For more than a century, our country set aside land for national parks, scenic byways and recreation areas, but never for agriculture. That changed in 1968 with the establishment of the Napa Valley Agricultural Preserve, the first of its kind in the United States.

This year is the 50th anniversary of that act. You only need to look around the valley to recognize its success: it is lush with grapevines, not tract housing and shopping malls.

If the Ag Preserve hadn’t succeeded, there’s little doubt that Napa Valley would have gone the way of Santa Clara Valley, which was once called the Valley of Heart’s Delight for its orchards and vines long before it became a symbol for technology and urban development

If Napa Valley hadn’t been saved, a major divided highway would run through what are now some of the world’s finest vineyards. Yountville, St. Helena and Calistoga would be a sea of housing development and their quaint downtowns most likely bypassed and largely unused.

Instead, Napa Valley is America’s premier wine destination, and its communities offer the lifestyle that both residents and visitors value so highly.

As the Bay Area prospered after World War II, progress inevitably spread. In those days, Napa County was better known for its mental health facility at Napa State Hospital than for wine grapes.

But, local landowners and farmers could see development creeping toward them. The state of California talked of building a major highway through the valley while planners placed the Bay Area’s fourth major airport in the marshes south of Carneros.

In 1968, encouraged by a small group of vintners and growers, the county enacted changes in its regulatory code that implemented the agricultural preserve.

The best-known part is called the Napa Valley Agricultural Preserve and lies primarily in the valley between the cities of Napa and Calistoga with other pockets around the county. It originally protected 26,000 acres and has since grown to more than 32,000 acres.

Beyond the protection of the valley floor, the county also designated a huge area as “Agriculture, Watershed and Open Space,” which is also preserved, and in some ways, even more so. Together, the two protect more than 90 percent of the county’s 505,859 acres.
--------
Tasks:
A – Repeat the Napa Valley preserve article word for word, starting at "Instead, Napa Valley" and ending at "the agricultural preserve.".
B – Decide whether each statement below agrees with the Napa Valley preserve article. Answer yes or no for each, and quote the words from the article that settle it.
(i) The Napa Valley Agricultural Preserve was established in 1968.
(ii) The preserve originally protected 32,000 acres.
(iii) Planners placed the Bay Area's fourth major airport in the marshes north of Carneros.
--------
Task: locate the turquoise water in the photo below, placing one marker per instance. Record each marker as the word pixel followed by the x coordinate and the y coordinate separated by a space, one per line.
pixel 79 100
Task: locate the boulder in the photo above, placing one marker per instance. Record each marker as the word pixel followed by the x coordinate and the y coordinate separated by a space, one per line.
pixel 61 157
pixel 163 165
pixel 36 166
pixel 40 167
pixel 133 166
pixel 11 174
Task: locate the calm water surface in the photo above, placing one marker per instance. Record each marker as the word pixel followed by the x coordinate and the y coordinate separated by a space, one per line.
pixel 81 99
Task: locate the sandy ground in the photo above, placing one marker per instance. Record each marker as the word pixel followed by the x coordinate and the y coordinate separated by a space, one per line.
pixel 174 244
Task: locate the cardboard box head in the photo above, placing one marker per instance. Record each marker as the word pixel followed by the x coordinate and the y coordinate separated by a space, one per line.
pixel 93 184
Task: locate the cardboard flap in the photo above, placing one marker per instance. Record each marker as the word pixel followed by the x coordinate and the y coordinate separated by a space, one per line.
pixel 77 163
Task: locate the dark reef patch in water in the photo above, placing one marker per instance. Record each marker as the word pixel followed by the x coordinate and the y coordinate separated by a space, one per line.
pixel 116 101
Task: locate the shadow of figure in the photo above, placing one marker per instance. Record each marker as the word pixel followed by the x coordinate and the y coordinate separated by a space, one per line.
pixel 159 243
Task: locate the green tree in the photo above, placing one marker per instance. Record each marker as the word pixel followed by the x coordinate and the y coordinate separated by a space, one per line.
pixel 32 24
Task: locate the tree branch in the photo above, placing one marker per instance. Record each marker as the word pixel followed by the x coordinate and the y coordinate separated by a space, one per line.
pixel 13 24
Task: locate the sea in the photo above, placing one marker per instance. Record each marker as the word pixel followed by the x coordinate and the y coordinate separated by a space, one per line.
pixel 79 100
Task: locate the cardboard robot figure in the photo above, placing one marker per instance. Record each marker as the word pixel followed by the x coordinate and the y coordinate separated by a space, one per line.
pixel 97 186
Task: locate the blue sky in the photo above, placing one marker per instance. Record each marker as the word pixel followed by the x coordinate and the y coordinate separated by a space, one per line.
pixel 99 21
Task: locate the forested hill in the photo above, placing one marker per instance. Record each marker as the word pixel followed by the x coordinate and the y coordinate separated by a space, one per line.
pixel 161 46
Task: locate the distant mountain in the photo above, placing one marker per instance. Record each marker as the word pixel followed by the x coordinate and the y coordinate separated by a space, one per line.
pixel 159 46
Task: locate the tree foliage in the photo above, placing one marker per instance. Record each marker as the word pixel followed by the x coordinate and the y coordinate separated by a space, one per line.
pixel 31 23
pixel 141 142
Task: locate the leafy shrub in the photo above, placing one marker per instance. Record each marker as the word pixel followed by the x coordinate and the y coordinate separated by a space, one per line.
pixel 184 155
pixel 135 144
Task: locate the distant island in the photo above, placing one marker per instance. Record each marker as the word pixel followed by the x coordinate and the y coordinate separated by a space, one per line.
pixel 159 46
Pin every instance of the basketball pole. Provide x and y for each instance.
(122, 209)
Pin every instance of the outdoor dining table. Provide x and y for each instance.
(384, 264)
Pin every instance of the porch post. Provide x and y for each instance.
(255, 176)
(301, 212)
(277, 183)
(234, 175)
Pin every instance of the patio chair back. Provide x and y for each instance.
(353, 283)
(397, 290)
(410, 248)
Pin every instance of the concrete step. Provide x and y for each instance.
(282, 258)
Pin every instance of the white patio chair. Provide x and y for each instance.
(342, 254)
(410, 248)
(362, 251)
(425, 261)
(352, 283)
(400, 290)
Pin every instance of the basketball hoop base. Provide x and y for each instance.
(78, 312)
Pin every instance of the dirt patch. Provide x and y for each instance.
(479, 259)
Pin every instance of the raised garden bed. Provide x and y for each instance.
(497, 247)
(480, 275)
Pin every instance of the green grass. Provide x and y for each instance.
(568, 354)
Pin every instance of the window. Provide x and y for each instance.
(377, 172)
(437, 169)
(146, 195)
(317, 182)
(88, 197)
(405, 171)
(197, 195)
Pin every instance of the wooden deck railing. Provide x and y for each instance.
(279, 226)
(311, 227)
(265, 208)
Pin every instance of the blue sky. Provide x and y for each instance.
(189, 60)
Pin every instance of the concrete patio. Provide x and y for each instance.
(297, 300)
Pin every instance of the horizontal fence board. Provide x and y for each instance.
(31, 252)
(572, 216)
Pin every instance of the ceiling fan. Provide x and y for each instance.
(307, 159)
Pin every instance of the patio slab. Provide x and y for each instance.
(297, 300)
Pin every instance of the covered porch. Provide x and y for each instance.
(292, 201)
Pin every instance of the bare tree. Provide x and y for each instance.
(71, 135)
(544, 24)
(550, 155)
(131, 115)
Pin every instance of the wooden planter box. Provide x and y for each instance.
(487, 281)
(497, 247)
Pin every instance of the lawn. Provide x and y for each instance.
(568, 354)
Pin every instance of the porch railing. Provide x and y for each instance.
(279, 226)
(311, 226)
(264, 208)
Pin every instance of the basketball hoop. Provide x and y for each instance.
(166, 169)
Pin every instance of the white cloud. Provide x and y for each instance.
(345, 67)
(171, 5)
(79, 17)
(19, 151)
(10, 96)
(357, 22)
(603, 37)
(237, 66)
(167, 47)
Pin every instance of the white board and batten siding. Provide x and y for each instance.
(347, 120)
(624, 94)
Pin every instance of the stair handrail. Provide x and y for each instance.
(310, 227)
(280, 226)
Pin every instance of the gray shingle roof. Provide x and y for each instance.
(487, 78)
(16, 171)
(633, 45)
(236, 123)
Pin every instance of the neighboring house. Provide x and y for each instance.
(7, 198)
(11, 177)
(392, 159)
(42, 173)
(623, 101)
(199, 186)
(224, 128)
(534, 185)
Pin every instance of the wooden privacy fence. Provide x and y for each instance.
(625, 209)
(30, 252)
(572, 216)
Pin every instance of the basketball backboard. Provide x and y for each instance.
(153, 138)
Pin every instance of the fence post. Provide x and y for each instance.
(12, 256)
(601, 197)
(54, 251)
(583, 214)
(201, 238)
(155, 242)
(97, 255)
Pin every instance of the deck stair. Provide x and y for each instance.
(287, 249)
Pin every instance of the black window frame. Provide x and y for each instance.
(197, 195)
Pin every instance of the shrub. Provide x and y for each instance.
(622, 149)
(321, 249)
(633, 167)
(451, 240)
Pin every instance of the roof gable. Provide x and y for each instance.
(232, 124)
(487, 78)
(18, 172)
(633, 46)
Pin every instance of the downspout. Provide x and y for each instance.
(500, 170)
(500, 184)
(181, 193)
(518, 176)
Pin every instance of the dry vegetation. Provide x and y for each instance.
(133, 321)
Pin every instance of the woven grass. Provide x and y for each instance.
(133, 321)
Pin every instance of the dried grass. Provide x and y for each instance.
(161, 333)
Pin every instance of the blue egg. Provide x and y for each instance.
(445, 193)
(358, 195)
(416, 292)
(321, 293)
--------
Answers by task:
A –
Instead, Napa Valley is America’s premier wine destination, and its communities offer the lifestyle that both residents and visitors value so highly.

As the Bay Area prospered after World War II, progress inevitably spread. In those days, Napa County was better known for its mental health facility at Napa State Hospital than for wine grapes.

But, local landowners and farmers could see development creeping toward them. The state of California talked of building a major highway through the valley while planners placed the Bay Area’s fourth major airport in the marshes south of Carneros.

In 1968, encouraged by a small group of vintners and growers, the county enacted changes in its regulatory code that implemented the agricultural preserve.

B –
(i) Yes: "That changed in 1968 with the establishment of the Napa Valley Agricultural Preserve"
(ii) No: "It originally protected 26,000 acres and has since grown to more than 32,000 acres."
(iii) No: "placed the Bay Area’s fourth major airport in the marshes south of Carneros"